**Alıştırmanın istedikleri**
a) Darbe gecesini anlatan metinde, anlatıcı nereye daha çok yardım gerektiğini düşünürken kimin şehadet haberini alıyor?
b) Darbe gecesini anlatan metni kaldığı yerden sürdürün.

**Verilen metin**
Namazgâh mevkiine vardığımda, ilk sela karşıladı bizi. Ter ve gözyaşı birbirine girdi. Göğü selalar donatıyordu. Allahu Ekber!

Es Salatu Ve’s-Selamu Aleyke ya Resullallah!

İşte o an dedim ki: “onlar mağlup oldu.”

Bu toprakların, bu vatanın, bu devletin yeri göğü selalarla kaplı. İnsanının mayası Muhammediyye mayası. Bu devlet yüz yıllardır Hazreti Peygamber’in devleti.

Bu darbe kalkışması selalara karşıydı. Ve halk selalarla yürüyordu. Öyle bir birlik vardı ki sokaklarda, öyle bir tevhid vardı ki, biz bu birliği öyle özlemiştik ki, bir kez de bunun için ağlanırdı. Ağladık da.

Normalde birbirini bakkalda görse pis pis bakacak insanlar, beraber yürüyordu teröristlere karşı. Sakallılar, sarıklılar, bıyıklılar, parmak arası şıpıdık terlikliler, tribal dövmeliler, şortlu kadınlar, kolu façalılar… Hepsi beraber, aynı yöne, aynı amaçla, dayanışma içinde, kol kola yürüyordu.

Genelde böyle anlarda bir kasvet hissederim. İki kişi bağırışsa bile içim sıkılır. O gece oluşan tevhid, öyle bir rahmet olarak yeryüzünde tezahür etti ki, herkesin gönlü ferahtı. Göğüslerini dolduran cesaret tevhid nuruydu. Gazaya yakışır şekilde, gülerek yürüyorduk yekvücut.

Emir komutaya el koyduğunu söyleyen darbeci teröristin kafasını, bir an bile tereddüt etmeden patlatan Ömer Halisdemir.

Kısıklı mevkiine vardığımda telefonlar sıkıntılı, şarjlar bitmiş, iletişim iyice zorlaşmıştı. Kimse ne yaptığını bilmiyordu. Bir sebeple kısıklı mevkiinde konuşlandık. Bir yandan Çengelköy, bir yandan Üsküdar, bir yandan da köprüden haberler geliyordu.

  • Nereye daha çok yardım gerektiğini düşünürken Erol abinin, Erol Olçok’un şehadet haberi ulaştı. Daha kısa zaman önce konuşmuştuk. Muhtemelen ilk niyetimde ısrarcı olsam, köprüye varabilsem onun yanında ben de olacaktım.

**Kayıtlar**
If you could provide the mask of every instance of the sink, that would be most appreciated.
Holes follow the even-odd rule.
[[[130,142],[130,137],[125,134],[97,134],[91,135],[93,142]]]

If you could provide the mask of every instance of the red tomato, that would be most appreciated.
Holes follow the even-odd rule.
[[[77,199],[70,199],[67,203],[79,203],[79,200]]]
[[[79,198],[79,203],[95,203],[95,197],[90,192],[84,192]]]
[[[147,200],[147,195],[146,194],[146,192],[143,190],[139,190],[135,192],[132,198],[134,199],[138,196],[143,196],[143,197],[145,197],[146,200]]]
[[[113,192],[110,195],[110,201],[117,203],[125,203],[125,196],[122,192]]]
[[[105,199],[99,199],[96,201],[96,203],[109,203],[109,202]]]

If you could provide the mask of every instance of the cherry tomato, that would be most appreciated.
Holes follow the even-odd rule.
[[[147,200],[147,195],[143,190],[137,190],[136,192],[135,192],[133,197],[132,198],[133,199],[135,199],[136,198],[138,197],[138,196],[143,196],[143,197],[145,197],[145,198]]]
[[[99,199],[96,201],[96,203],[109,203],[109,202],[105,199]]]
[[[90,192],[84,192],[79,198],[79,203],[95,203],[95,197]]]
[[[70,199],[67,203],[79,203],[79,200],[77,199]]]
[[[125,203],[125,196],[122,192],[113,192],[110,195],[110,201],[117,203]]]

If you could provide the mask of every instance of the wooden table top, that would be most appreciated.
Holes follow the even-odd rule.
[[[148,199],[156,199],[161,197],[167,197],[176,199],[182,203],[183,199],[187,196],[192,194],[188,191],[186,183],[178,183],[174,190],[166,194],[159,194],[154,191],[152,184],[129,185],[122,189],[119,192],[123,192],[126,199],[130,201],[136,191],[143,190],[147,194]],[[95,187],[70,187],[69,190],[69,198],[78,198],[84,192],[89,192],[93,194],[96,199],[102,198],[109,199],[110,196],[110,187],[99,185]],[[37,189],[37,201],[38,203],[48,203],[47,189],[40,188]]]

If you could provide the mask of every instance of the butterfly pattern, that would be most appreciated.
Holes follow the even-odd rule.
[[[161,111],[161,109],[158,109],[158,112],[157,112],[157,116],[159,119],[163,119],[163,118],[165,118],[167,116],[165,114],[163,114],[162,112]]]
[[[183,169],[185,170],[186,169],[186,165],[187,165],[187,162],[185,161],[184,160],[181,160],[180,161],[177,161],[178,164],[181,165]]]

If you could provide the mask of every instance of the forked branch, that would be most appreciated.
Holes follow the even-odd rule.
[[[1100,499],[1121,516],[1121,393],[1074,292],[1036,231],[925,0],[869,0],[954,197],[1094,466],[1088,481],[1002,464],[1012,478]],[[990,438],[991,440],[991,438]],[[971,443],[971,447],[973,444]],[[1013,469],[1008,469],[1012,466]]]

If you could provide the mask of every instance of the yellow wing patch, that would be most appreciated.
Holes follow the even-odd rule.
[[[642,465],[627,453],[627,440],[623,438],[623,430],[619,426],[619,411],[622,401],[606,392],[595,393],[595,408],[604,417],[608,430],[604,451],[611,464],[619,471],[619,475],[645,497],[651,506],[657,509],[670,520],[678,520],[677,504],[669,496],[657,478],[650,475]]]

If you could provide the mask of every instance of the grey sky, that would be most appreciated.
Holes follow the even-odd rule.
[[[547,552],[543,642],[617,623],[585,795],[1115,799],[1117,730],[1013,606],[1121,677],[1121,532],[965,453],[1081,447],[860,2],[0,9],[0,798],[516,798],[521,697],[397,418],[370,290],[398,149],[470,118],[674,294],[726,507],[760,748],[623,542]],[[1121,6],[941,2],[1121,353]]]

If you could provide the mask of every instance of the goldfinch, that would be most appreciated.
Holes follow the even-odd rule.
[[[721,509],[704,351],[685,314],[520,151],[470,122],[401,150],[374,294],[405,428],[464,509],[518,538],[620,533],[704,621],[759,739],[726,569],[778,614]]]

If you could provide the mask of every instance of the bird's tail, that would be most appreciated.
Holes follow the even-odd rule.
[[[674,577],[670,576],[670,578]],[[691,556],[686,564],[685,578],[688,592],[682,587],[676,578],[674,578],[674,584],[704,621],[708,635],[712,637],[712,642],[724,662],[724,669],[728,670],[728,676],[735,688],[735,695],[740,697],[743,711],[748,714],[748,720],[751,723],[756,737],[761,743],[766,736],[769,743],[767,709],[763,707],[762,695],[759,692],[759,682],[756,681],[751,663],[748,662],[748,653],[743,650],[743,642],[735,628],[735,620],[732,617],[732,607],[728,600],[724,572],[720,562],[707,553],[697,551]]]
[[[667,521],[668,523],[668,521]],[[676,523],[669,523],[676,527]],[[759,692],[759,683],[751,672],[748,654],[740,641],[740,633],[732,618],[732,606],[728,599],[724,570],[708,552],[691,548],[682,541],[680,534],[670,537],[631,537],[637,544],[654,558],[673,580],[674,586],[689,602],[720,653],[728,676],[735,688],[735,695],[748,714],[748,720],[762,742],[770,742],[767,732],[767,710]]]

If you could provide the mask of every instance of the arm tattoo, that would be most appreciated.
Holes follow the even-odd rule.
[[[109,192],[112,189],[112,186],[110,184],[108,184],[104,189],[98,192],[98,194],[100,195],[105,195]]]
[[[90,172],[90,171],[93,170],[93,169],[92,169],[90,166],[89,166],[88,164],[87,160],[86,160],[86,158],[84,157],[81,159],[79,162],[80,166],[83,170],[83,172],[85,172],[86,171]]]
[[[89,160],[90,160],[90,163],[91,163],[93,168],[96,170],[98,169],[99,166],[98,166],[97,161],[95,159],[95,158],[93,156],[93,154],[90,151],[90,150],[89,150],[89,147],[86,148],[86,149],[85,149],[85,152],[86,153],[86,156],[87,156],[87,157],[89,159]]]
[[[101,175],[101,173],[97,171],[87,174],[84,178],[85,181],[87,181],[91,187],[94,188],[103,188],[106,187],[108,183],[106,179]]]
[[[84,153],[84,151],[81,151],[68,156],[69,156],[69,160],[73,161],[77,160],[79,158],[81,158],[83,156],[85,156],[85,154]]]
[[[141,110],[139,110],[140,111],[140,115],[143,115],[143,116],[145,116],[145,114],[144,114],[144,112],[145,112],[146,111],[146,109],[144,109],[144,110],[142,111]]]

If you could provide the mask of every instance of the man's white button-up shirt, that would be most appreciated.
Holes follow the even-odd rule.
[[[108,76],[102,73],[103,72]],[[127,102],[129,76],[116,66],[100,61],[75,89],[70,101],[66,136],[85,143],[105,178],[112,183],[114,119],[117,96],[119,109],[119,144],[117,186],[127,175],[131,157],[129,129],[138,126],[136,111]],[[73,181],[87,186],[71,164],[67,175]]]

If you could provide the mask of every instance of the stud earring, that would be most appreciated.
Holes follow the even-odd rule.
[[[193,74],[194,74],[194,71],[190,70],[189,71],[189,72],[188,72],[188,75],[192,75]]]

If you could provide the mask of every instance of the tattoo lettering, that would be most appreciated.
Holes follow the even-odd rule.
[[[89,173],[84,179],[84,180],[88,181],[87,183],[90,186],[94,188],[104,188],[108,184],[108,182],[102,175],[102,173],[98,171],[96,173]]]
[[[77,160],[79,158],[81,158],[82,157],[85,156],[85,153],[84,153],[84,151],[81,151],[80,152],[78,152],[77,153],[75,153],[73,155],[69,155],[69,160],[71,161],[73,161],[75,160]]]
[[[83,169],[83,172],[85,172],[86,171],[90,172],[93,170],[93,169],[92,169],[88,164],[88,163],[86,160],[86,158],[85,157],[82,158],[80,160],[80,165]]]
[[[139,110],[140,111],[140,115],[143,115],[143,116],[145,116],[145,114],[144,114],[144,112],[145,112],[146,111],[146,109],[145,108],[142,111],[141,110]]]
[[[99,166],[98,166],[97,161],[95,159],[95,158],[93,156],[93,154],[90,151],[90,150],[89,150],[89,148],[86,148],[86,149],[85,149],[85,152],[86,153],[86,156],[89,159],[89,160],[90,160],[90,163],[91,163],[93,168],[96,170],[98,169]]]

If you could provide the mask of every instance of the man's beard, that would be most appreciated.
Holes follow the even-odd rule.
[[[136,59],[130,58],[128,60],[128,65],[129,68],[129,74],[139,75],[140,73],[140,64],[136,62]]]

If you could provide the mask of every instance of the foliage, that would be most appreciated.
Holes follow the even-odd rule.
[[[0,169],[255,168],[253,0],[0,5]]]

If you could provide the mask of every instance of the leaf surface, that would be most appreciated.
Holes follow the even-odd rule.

==

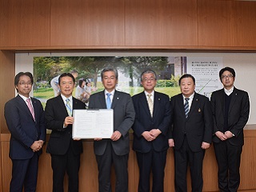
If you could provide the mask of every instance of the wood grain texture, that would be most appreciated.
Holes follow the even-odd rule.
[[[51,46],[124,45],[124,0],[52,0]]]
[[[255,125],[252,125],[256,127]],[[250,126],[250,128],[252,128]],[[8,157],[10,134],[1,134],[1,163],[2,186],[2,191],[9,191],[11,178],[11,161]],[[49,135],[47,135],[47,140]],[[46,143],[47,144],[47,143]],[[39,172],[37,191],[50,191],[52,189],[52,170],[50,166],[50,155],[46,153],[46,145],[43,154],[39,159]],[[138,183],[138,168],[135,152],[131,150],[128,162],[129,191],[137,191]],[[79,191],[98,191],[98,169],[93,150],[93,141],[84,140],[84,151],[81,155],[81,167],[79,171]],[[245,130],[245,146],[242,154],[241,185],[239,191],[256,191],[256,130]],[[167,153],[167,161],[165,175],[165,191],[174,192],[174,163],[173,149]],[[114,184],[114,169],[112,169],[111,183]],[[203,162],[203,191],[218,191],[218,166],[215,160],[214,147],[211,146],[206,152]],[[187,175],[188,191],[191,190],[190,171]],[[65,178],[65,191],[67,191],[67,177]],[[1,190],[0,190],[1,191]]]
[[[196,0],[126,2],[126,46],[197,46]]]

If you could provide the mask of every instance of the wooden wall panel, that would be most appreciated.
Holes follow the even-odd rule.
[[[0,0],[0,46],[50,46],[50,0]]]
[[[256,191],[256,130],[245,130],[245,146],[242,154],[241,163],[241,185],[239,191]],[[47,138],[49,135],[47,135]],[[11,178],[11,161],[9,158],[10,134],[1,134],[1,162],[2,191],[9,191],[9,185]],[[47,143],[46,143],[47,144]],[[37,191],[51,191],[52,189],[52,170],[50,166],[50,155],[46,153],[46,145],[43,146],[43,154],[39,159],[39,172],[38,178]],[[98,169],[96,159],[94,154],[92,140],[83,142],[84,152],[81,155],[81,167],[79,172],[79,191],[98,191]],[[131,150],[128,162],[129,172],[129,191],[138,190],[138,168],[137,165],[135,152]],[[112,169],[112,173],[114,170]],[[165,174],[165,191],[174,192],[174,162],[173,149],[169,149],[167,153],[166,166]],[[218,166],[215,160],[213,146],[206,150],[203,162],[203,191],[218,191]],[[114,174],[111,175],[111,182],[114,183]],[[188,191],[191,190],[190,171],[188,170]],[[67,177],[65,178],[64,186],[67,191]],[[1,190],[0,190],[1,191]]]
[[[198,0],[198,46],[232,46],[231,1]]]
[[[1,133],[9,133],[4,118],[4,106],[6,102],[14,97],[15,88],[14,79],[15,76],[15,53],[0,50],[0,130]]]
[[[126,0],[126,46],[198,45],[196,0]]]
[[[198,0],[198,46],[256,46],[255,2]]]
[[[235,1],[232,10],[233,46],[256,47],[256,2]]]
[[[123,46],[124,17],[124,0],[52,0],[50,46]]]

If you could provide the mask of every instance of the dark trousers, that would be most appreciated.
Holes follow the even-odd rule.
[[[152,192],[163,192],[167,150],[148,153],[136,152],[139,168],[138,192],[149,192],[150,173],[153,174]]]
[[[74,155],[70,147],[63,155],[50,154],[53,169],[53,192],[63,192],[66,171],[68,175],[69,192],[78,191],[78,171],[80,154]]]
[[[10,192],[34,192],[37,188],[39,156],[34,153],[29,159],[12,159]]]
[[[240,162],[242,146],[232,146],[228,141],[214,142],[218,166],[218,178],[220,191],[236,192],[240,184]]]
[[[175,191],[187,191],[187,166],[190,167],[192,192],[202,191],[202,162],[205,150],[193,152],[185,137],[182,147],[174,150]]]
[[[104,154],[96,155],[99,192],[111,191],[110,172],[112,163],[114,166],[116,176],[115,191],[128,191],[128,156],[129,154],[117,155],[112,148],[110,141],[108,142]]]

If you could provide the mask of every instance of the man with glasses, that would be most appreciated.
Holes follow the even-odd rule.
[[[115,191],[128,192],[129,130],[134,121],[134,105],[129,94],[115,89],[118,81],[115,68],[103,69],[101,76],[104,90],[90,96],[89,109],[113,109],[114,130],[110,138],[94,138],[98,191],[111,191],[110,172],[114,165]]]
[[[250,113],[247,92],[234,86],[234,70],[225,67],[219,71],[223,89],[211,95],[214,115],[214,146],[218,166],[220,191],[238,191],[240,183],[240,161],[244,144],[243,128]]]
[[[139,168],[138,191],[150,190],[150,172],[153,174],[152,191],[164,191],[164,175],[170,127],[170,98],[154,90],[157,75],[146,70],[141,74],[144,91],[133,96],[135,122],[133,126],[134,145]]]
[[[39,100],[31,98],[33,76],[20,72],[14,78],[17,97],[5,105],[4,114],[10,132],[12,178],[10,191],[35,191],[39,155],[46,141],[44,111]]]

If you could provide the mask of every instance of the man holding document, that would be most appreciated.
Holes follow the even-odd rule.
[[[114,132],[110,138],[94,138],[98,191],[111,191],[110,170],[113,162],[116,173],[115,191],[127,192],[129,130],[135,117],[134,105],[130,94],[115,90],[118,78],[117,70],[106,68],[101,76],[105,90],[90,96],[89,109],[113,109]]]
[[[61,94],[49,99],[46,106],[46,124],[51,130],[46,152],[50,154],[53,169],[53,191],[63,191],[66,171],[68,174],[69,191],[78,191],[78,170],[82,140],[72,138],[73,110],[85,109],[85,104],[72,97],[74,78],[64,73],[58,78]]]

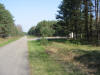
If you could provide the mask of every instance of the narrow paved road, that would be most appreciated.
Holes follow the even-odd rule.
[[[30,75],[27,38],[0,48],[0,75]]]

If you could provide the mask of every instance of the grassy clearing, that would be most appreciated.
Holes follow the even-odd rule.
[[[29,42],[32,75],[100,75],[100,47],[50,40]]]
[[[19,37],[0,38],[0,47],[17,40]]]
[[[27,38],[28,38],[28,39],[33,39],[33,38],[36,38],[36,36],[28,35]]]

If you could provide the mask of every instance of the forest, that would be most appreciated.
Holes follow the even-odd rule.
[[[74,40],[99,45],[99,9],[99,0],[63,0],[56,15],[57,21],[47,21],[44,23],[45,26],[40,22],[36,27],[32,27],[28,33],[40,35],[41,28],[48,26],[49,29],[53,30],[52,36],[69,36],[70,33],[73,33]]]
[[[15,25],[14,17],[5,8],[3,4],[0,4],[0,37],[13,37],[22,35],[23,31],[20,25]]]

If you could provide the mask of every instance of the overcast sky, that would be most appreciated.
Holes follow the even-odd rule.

**Yanıt listesi**
a) Erol Olçok'un şehadet haberini alıyor.

b)
Bu sırada kalabalık artmaya devam ediyordu. Her gelen “abi ne oluyor?” diye soruyor. “Asker sivile sıkıyor” cevabını alınca geri dönmek yerine daha da hızlanarak oraya doğru koşuyordu. Vallahi geri dönen, tereddüt eden bir kişiyi bile görmedim. Sabah 04.30’a kadar tek yön insan seli vardı. Bir insan, bir milletin parçası olmaktan ne kadar gurur duyabilirse, o gece Türk olmaktan o kadar gurur duydum.

Gözümüz okur, dilimiz hep söyler: “Müminler kardeştir.” Fakat kalbimiz o kadar geniş olmadığından dilimizden kalbimize düşmez bu söz. O gece sokağa çıkanlar için gönül rahatlığıyla söyleyebilirim ki, hepsi kardeşimdi.

Sabah gün aydınlanırken herkesin gözü arkada kalsa da, eve dönüş başlamıştı. Evine dönenlerin yüzünde şehitlerin hüznü ve muzaffer bir mücahit olmanın gururu okunuyordu.

Helal süt faktörü

Sonraki gün fotoğraflar düşmeye başladı. 15 Temmuz gecesi korkup evinden çıkamayanlar, selalardan rahatsız olanlar ve içinden “keşke darbe başarılı olsaydı” diyenler “ama”larla ortaya çıkmaya başlamıştı.

Çenelerini ilk olarak, elinde kemerle sabah köprüde askerleri döven birinin fotoğrafı ile açtılar. Neymiş, masum erleri linç etmemek lazımmış. Oysa o bir linç değil, normal bir patlama anıydı. Zira kemerin altındaki sabaha kadar köprüde ona ateş açan, tankla üzerinden geçen masumluğunu yitirmiş biriydi. Daha fazlasının olması da beklenebilirdi, ama şükür ki, oradakilerin kalbindeki iman buna izin vermezdi ve vermedi de.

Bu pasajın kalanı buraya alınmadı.